-- Job --
Return the following data verbatim, reproducing every line in full and without any alteration.

-- Data rows --
• • • • •

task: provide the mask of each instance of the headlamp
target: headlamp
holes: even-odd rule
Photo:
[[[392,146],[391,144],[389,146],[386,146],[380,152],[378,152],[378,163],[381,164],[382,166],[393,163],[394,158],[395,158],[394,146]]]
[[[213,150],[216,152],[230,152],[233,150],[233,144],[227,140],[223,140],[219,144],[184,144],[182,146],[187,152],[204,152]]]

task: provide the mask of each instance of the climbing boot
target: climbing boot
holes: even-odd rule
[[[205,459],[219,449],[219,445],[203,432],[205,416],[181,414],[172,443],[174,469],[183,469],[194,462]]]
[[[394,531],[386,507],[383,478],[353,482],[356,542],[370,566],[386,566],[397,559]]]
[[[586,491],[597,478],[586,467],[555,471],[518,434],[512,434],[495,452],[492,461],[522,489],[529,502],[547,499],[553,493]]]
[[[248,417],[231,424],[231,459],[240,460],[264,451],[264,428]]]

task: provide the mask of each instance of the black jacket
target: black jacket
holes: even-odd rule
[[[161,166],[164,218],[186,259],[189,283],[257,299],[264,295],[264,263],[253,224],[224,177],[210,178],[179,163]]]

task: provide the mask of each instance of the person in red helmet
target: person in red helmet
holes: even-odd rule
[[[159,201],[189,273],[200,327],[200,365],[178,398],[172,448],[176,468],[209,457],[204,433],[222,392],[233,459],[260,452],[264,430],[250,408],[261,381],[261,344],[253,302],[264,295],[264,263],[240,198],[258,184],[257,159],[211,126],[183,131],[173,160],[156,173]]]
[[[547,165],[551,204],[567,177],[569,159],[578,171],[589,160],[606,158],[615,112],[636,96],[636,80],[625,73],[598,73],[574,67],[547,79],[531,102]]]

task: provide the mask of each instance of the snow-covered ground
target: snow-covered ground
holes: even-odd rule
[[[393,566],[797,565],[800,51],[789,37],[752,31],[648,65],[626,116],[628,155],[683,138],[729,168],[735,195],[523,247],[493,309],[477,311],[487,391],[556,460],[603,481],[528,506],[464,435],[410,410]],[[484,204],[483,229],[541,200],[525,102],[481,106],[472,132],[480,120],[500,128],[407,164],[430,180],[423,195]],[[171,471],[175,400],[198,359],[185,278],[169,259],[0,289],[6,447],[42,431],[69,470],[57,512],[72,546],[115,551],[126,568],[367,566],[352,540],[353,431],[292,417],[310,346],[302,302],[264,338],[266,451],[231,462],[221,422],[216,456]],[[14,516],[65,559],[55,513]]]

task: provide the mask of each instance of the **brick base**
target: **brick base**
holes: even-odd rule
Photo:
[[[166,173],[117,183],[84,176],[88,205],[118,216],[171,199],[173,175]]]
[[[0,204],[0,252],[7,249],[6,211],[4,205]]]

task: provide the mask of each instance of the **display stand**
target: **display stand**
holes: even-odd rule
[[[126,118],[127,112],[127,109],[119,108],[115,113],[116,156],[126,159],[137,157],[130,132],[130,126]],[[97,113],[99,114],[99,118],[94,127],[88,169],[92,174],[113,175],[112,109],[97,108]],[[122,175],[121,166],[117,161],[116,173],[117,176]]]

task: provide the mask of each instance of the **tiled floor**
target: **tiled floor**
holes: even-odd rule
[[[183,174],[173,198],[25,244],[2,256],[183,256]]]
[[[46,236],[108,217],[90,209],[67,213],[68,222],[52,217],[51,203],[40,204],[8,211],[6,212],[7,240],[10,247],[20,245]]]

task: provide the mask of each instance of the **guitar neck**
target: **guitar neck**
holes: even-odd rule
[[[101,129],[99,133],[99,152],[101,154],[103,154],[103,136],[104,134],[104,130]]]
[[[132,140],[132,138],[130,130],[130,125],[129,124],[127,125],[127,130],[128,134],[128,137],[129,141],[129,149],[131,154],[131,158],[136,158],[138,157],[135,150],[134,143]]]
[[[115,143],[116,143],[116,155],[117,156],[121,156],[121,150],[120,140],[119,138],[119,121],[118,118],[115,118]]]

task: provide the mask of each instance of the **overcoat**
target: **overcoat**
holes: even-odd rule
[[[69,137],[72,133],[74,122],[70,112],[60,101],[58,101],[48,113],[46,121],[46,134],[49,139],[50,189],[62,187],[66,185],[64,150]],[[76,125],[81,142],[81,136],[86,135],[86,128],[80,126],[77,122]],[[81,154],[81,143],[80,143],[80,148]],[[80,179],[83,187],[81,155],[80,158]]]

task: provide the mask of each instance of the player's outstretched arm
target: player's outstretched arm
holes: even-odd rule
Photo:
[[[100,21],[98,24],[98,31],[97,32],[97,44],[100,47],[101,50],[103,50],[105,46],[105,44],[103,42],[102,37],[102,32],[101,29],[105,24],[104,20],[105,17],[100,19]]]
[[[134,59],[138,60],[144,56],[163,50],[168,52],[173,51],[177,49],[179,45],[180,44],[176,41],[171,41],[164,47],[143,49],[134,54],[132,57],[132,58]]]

• • • • •

-- Answer to the exercise --
task: provide the mask of each instance of the headlamp
target: headlamp
holes: even-odd rule
Photo:
[[[392,146],[391,144],[389,146],[386,146],[380,152],[378,152],[378,163],[381,164],[382,166],[393,163],[394,158],[395,158],[394,146]]]
[[[213,150],[216,152],[230,152],[233,150],[233,144],[227,140],[223,140],[219,144],[184,144],[182,146],[187,152],[204,152]]]

task: provide the mask of each instance of the climbing boot
target: climbing boot
holes: even-odd rule
[[[205,459],[219,449],[219,445],[203,432],[205,416],[181,414],[172,443],[174,469],[183,469],[194,462]]]
[[[394,531],[386,507],[383,478],[353,482],[356,542],[370,566],[386,566],[397,559]]]
[[[586,491],[597,478],[586,467],[555,471],[518,434],[512,434],[495,452],[492,461],[522,489],[529,502],[547,499],[553,493]]]
[[[248,417],[231,424],[231,459],[240,460],[264,451],[264,428]]]

task: provide the mask of each instance of the black jacket
target: black jacket
holes: even-odd rule
[[[161,166],[164,218],[186,259],[189,283],[257,299],[264,295],[264,263],[253,224],[224,177],[210,178],[179,163]]]

task: provide the mask of each instance of the person in red helmet
target: person in red helmet
holes: even-odd rule
[[[159,201],[189,273],[200,327],[200,365],[178,398],[172,448],[176,468],[209,457],[204,433],[222,392],[233,459],[260,452],[264,430],[250,408],[261,381],[261,344],[253,302],[264,295],[264,263],[240,198],[258,184],[257,159],[211,126],[183,131],[173,160],[156,173]]]
[[[547,165],[551,204],[567,177],[569,159],[578,171],[589,160],[606,158],[615,112],[636,96],[636,80],[625,73],[598,73],[574,67],[547,79],[531,102]]]

task: provide the mask of each instance of the snow-covered ground
target: snow-covered ground
holes: even-odd rule
[[[393,566],[797,565],[800,51],[789,37],[752,31],[648,65],[626,116],[628,155],[683,138],[729,168],[735,195],[523,247],[493,309],[477,311],[487,391],[556,460],[603,481],[528,506],[464,435],[410,410]],[[484,204],[483,229],[541,200],[525,102],[481,106],[472,132],[480,120],[500,128],[407,164],[430,180],[423,195]],[[171,471],[175,400],[198,359],[185,278],[169,259],[0,289],[6,447],[42,431],[69,470],[57,512],[72,546],[115,551],[126,568],[367,566],[352,540],[353,431],[292,417],[310,346],[302,302],[264,338],[266,451],[231,462],[221,422],[216,456]],[[14,516],[65,559],[55,513]]]

task: provide the mask of each instance of the **brick base**
target: **brick base**
holes: even-odd rule
Photo:
[[[166,173],[117,183],[84,176],[88,205],[118,216],[171,199],[173,175]]]
[[[0,204],[0,252],[7,249],[6,211],[4,205]]]

task: provide the mask of each instance of the **display stand**
target: **display stand**
holes: even-odd rule
[[[126,118],[127,112],[127,109],[119,108],[115,113],[116,156],[126,159],[137,157],[130,132],[130,126]],[[97,113],[99,114],[99,118],[94,127],[88,169],[92,174],[113,175],[112,109],[97,108]],[[122,175],[121,166],[117,161],[116,173],[117,176]]]

task: provide the mask of each instance of the **tiled floor**
target: **tiled floor**
holes: even-odd rule
[[[183,174],[173,198],[25,244],[2,256],[183,256]]]
[[[46,236],[108,217],[90,209],[67,213],[68,222],[52,217],[51,203],[40,204],[8,211],[6,212],[7,240],[10,247],[20,245]]]

task: provide the mask of each instance of the **guitar neck**
target: **guitar neck**
holes: even-odd rule
[[[101,129],[99,133],[99,152],[101,154],[103,154],[103,136],[104,134],[104,130]]]
[[[132,140],[132,138],[130,130],[130,125],[129,124],[127,125],[127,130],[128,134],[128,137],[129,141],[129,149],[131,154],[131,158],[136,158],[138,157],[135,150],[134,143]]]
[[[115,143],[116,143],[116,155],[117,156],[121,156],[121,150],[120,140],[119,138],[119,121],[118,118],[115,118]]]

task: provide the mask of each instance of the **overcoat**
target: **overcoat**
holes: even-odd rule
[[[69,137],[72,133],[74,122],[70,112],[60,101],[58,101],[48,113],[46,121],[46,134],[49,139],[50,189],[62,187],[66,185],[64,150]],[[76,125],[81,142],[81,136],[86,135],[86,128],[80,126],[77,122]],[[81,154],[81,143],[80,143],[80,148]],[[80,179],[83,187],[81,155],[80,158]]]

task: provide the mask of each instance of the player's outstretched arm
target: player's outstretched arm
holes: even-odd rule
Photo:
[[[100,21],[98,24],[98,31],[97,32],[97,44],[100,47],[101,50],[103,50],[105,46],[105,44],[103,42],[102,37],[102,32],[101,29],[105,24],[104,20],[105,17],[100,19]]]
[[[134,59],[138,60],[144,56],[163,50],[168,52],[173,51],[177,49],[179,45],[180,44],[176,41],[171,41],[164,47],[143,49],[134,54],[132,57],[132,58]]]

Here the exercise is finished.